(Data listing)
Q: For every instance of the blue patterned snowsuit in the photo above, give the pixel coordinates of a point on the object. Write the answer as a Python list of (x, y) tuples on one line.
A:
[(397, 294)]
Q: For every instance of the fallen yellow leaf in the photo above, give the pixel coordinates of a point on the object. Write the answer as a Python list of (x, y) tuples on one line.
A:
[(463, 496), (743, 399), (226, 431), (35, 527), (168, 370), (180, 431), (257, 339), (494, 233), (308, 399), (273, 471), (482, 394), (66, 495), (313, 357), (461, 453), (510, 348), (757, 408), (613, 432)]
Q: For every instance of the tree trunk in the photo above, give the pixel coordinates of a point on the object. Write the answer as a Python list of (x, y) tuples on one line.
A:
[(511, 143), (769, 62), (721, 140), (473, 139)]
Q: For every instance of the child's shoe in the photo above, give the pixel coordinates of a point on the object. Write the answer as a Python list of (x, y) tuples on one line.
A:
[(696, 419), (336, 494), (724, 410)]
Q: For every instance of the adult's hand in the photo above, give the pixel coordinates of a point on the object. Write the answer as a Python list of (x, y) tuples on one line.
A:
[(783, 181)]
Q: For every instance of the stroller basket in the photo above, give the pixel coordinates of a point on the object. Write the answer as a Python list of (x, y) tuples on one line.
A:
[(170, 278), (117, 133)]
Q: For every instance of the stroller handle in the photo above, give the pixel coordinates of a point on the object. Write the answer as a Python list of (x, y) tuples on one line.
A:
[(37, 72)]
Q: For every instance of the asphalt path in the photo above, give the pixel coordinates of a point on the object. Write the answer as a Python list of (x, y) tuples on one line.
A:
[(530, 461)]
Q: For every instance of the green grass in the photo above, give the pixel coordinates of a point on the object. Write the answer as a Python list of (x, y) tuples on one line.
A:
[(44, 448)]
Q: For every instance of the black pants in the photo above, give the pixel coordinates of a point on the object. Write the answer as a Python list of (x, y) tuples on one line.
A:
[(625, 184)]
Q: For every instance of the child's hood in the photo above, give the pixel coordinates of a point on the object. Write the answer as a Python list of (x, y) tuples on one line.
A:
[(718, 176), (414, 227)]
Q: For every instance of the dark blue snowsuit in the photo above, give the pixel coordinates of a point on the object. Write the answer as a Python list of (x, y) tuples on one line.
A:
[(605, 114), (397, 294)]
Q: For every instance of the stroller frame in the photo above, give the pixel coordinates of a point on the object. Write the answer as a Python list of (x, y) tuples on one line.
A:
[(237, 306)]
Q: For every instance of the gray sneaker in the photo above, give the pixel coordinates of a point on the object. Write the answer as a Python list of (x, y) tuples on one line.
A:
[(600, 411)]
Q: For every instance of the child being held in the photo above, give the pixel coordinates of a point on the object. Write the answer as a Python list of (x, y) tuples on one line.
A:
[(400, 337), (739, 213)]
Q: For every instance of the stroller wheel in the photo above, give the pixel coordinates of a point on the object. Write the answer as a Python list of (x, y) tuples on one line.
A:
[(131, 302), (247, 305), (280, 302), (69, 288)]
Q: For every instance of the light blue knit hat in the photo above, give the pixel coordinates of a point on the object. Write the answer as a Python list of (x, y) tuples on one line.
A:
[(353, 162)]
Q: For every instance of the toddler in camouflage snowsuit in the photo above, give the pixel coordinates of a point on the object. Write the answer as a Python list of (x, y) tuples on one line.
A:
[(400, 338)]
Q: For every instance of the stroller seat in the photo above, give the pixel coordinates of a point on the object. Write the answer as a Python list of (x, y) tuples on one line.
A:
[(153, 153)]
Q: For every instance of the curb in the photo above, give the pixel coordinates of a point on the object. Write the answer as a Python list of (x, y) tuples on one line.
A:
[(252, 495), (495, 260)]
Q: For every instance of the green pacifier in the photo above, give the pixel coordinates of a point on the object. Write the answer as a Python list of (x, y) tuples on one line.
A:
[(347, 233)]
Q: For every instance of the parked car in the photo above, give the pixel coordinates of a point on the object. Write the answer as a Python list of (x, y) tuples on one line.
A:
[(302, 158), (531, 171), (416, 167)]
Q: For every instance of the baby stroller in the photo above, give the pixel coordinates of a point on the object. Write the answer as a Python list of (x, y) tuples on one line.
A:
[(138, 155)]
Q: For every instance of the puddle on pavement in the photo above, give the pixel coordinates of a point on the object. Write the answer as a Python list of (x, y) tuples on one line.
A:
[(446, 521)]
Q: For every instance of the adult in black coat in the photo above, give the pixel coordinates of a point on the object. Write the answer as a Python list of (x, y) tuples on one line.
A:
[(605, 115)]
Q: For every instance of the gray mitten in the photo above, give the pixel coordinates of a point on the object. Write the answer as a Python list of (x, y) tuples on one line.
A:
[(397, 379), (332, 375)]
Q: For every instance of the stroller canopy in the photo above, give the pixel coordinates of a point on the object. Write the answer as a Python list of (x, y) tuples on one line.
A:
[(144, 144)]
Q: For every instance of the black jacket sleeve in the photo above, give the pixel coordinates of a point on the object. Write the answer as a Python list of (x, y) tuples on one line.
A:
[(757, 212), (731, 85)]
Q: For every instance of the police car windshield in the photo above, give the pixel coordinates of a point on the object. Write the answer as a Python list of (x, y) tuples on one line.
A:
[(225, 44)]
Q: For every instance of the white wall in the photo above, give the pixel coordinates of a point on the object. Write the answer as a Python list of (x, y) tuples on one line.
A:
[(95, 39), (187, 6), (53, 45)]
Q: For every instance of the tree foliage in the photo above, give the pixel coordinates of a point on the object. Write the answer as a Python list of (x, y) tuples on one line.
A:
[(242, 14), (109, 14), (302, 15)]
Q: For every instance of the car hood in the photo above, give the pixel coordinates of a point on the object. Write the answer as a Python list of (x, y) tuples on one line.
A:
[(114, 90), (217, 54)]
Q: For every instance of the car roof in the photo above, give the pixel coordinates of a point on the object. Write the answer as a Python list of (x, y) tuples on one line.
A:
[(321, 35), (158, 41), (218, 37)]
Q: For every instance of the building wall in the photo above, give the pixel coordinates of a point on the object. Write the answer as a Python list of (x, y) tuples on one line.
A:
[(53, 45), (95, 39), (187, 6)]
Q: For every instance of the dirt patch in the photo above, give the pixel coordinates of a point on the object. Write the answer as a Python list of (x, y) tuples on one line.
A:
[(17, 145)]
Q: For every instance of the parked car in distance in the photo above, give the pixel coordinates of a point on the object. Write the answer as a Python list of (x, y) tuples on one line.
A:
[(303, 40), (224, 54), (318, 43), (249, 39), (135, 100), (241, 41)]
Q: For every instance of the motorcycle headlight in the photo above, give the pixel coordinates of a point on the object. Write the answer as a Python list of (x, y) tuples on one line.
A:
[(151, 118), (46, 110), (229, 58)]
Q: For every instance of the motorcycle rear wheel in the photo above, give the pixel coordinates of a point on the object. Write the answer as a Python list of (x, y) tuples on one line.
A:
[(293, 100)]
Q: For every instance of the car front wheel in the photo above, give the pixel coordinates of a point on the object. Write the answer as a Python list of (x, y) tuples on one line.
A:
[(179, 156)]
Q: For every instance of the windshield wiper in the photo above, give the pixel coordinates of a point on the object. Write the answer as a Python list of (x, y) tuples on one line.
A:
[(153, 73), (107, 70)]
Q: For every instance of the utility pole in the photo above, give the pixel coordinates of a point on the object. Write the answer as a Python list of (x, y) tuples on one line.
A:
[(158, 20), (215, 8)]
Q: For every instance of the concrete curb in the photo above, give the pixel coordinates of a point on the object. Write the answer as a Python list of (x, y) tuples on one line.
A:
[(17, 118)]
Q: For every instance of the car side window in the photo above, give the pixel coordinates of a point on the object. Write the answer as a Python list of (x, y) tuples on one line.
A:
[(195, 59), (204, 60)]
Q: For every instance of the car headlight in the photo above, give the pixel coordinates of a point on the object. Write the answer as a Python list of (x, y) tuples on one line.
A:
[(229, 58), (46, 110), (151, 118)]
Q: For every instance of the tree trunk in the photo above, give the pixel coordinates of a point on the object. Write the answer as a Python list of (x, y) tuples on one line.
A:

What is needed ->
Take every line from the one containing "Q: For every instance of the motorcycle headlight" to the end of the listing and output it exactly, with nothing else.

Full response ->
Q: For every instance of the motorcycle headlight in the photo above, give the pixel coordinates of a point on the object. Write the answer as a Python list of (x, y) tuples on one line.
A:
[(151, 118), (46, 110), (229, 58)]
Q: For every instance of the motorcycle rear wheel in the photo above, give the pixel coordinates of a point on the object. Write the answer as a Python list of (x, y) tuples on one line.
A:
[(293, 100)]
Q: For every instance of the car front wheel in the photo above, give the pixel coordinates of a point on the object. Write the answer as a Python list of (x, y) tuples on one line.
A:
[(179, 156)]
Q: For every instance of the windshield wiper in the photo above, give the pixel coordinates of a point on the object. Write the answer as a Python list of (x, y) tuples on one line.
A:
[(153, 73), (107, 70)]
Q: For every instance of the utility pole in the photo above, give the pixel coordinates of a point on the object. Write the answer as a Python list of (x, y) tuples on one line.
A:
[(158, 20), (215, 8)]
Q: For every instance of the concrete curb in the photo above, give the pixel coordinates of a point on the object. Write the answer as a Python list of (x, y) tuples on one line.
A:
[(17, 118)]
Q: For every instance of the car side window in the photo above, give the pixel coordinates of a point on the object. Write the answer as a Python list of (x, y) tuples on one line.
A:
[(195, 59), (204, 60)]
Q: For every instance of the car headlight in the photo above, give the pixel coordinates of a point on the object. Write the answer as a Python list of (x, y) tuples on one line.
A:
[(229, 58), (46, 110), (151, 118)]
Q: For every instance of the tree trunk in the photo above, give the pixel coordinates of a point on the object. Write the answer as a Python list of (x, y) tuples on one line.
A:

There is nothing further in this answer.